(Pointing dataset records)
## BEGIN
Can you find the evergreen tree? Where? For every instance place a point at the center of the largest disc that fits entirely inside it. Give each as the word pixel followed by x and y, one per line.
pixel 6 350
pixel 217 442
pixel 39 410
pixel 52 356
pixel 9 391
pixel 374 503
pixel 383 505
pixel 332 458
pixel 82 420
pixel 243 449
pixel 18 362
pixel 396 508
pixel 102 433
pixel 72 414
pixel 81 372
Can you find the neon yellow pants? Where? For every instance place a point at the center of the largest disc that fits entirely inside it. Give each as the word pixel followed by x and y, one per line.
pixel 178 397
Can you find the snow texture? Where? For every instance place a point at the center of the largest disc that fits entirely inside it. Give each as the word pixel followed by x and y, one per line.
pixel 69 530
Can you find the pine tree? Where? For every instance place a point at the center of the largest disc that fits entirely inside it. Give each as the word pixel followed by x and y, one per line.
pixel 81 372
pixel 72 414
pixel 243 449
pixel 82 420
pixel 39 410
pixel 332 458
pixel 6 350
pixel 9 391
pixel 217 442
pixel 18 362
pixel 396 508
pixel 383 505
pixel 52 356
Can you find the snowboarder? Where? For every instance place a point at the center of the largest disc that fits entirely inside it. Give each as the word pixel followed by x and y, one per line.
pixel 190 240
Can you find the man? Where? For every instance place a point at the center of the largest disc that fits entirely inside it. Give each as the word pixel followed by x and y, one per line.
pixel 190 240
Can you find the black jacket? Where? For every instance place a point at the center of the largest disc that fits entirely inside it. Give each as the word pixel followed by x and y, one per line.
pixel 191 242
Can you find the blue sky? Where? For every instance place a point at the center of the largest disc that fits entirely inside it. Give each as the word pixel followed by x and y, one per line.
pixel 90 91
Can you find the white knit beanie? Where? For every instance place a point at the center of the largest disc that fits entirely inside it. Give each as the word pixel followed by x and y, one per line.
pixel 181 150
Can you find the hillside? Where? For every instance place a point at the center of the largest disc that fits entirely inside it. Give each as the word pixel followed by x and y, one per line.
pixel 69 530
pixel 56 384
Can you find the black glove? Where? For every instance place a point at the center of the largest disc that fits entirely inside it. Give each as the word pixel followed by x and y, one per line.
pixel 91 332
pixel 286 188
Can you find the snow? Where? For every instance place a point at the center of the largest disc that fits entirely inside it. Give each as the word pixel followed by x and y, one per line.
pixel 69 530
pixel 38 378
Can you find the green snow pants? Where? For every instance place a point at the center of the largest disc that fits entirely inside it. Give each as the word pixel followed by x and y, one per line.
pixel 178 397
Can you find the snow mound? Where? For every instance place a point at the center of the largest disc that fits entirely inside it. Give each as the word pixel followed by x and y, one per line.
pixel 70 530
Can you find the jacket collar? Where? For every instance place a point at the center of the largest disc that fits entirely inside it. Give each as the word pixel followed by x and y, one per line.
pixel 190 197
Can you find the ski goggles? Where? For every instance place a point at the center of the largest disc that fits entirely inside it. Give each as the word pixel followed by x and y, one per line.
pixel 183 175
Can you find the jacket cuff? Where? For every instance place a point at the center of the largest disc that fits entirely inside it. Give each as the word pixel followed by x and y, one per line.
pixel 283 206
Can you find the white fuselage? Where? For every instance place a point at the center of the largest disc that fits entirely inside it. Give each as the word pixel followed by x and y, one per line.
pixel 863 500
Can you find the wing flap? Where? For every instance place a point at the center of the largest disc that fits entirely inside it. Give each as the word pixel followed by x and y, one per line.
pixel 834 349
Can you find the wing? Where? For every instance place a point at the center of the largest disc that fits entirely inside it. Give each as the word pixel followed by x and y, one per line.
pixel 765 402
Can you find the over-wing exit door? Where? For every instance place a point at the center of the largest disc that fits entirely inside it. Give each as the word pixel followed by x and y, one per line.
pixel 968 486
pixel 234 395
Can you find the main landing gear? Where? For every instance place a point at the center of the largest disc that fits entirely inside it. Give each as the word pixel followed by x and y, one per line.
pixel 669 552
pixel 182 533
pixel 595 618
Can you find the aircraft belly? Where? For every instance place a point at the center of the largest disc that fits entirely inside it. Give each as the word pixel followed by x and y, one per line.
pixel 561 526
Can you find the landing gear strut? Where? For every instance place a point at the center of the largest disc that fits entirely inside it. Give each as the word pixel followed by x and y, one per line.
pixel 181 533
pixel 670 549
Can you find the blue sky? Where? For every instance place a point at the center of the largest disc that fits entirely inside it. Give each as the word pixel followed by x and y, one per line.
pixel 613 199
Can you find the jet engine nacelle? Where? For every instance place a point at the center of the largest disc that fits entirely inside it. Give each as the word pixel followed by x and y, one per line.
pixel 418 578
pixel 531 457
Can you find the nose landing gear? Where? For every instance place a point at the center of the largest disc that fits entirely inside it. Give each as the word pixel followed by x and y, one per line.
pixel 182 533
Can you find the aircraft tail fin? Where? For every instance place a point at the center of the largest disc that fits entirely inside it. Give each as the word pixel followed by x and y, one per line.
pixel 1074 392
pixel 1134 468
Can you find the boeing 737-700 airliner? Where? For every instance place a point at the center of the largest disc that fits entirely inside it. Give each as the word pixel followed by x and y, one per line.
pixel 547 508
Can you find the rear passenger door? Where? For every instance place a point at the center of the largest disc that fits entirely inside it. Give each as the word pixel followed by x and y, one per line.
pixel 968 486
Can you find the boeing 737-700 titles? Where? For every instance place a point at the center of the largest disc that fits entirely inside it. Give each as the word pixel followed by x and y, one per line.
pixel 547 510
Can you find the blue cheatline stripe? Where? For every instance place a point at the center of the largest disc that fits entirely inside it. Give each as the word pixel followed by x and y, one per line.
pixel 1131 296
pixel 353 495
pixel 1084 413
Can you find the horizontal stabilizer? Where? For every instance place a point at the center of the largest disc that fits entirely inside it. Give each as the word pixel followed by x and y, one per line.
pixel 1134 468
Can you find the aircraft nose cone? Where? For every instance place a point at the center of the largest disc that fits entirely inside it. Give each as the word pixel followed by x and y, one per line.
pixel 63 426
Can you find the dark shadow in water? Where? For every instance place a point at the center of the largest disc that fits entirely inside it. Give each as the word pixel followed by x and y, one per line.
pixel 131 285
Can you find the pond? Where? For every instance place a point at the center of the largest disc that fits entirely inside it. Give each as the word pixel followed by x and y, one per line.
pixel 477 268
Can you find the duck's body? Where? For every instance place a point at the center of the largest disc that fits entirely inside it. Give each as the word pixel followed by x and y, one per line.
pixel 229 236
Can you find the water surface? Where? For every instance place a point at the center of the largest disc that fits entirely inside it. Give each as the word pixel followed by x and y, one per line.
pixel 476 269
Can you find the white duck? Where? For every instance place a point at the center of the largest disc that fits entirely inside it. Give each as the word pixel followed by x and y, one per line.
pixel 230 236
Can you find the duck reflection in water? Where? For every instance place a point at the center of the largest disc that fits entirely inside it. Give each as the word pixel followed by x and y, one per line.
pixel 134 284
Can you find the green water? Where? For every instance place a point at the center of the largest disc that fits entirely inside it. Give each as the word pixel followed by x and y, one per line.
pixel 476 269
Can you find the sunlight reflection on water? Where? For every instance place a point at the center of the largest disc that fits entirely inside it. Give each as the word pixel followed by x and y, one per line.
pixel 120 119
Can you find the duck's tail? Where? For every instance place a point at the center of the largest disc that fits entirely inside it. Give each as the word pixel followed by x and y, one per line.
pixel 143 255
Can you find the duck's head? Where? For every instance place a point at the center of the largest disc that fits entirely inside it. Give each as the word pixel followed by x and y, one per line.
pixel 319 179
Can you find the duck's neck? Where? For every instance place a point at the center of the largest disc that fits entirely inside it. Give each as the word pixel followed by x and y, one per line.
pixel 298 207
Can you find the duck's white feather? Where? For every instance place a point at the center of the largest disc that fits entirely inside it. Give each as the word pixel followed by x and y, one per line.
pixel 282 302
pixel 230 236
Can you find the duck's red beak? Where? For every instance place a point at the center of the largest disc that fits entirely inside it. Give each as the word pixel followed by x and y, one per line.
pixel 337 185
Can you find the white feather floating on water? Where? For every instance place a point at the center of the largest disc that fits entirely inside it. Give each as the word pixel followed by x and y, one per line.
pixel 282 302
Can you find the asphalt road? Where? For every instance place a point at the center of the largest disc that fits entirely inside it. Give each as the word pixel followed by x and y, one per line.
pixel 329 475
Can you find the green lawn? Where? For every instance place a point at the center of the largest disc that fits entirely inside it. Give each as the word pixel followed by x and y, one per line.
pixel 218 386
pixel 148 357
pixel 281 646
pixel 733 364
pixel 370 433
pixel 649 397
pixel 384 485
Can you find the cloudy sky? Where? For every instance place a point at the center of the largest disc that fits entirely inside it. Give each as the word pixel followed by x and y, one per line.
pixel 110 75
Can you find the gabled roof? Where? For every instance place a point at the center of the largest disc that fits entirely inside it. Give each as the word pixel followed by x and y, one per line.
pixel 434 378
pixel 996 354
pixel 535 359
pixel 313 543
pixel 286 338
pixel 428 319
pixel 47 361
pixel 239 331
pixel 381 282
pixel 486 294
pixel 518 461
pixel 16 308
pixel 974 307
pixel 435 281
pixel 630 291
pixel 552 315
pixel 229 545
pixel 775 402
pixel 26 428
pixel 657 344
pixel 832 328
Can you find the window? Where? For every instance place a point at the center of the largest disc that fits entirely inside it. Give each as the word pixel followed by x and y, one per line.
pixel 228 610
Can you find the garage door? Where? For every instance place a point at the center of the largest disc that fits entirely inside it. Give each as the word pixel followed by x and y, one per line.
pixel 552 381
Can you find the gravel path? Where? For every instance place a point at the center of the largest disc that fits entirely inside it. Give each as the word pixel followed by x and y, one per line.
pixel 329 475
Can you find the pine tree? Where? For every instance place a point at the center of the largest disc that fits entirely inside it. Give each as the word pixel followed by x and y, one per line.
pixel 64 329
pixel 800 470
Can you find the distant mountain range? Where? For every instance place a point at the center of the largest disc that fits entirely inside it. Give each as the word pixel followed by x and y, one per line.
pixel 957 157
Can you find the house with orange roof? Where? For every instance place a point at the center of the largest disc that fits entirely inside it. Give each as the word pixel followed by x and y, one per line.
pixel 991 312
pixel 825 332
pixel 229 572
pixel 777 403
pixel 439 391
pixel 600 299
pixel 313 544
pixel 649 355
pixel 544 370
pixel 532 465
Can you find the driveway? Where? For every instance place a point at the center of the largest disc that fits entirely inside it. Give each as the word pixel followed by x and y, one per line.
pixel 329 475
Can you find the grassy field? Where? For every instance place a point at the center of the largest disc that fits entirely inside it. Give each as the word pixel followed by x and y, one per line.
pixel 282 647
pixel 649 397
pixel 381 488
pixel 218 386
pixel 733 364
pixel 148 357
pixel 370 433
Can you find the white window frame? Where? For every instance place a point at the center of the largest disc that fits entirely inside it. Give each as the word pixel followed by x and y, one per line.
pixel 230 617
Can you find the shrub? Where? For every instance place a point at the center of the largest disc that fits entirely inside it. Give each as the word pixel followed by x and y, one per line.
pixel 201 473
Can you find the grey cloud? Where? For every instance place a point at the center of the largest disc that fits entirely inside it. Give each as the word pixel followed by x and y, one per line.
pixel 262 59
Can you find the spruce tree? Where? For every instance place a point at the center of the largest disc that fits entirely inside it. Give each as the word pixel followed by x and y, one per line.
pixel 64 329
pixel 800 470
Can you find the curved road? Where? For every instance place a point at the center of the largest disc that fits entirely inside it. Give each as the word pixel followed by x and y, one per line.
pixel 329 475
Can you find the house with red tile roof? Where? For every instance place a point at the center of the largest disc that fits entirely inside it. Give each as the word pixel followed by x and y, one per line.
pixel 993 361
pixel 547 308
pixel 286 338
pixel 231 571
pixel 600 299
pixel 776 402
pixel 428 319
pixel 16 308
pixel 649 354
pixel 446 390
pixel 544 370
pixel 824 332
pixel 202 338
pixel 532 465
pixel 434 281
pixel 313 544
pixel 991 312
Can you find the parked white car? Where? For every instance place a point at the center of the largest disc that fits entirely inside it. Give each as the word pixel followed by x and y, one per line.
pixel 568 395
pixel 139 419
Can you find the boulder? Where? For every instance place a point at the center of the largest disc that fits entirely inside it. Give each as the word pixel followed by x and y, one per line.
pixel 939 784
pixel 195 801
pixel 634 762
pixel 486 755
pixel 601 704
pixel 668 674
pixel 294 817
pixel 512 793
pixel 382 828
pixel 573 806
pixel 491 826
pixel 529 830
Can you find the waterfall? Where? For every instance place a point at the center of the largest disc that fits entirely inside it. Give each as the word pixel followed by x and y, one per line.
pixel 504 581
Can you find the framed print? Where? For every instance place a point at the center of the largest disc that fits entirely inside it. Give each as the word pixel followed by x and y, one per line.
## END
EXERCISE REQUIREMENTS:
Starting at the line that contains "Can you find the spruce", print every line through the end of the listing, word for word. Leave out all the rest.

WORKED SOLUTION:
Can you find the spruce tree? Where? For every instance place a point at the center of the largest disc that fits entirely inside it. Give each as the word pixel followed by x and y, one per line.
pixel 64 329
pixel 800 470
Can you find the curved road? Where? For every instance place a point at the center of the largest disc that fits entirely inside it. Give each as the word pixel followed by x and y, one per line.
pixel 329 475
Can you find the house with red tile roof? Where? For every instance place a point at the center of the largest disc that fits entirely inside it. Give each as the word pixel followed by x and y, one per line.
pixel 993 361
pixel 547 308
pixel 286 338
pixel 231 571
pixel 600 299
pixel 776 402
pixel 428 319
pixel 16 308
pixel 649 354
pixel 446 390
pixel 544 370
pixel 824 332
pixel 202 338
pixel 532 465
pixel 434 281
pixel 313 544
pixel 991 312
Can you find the parked white car? Where? For every instance place a point at the center of the largest disc that fits entirely inside it. Give each as the word pixel followed by x and y, one per line.
pixel 568 395
pixel 139 419
Can you find the boulder? Where? For every instance place a point at the center of the largest disc that fits entirely inside it. Give each as the word pixel followed by x and y, one per line.
pixel 939 784
pixel 195 801
pixel 634 762
pixel 486 755
pixel 601 704
pixel 668 674
pixel 294 817
pixel 512 793
pixel 382 828
pixel 573 806
pixel 491 826
pixel 529 830
Can you find the waterfall? Where? For every instance place a point at the center of the largest disc that fits entirely inside it. Give each as the word pixel followed by x and y, one per line.
pixel 504 581
Can you find the framed print? Where? For every instance place a point at the center of the largest disc that fits entirely inside it. Give each as the word pixel followed by x and y, one per line.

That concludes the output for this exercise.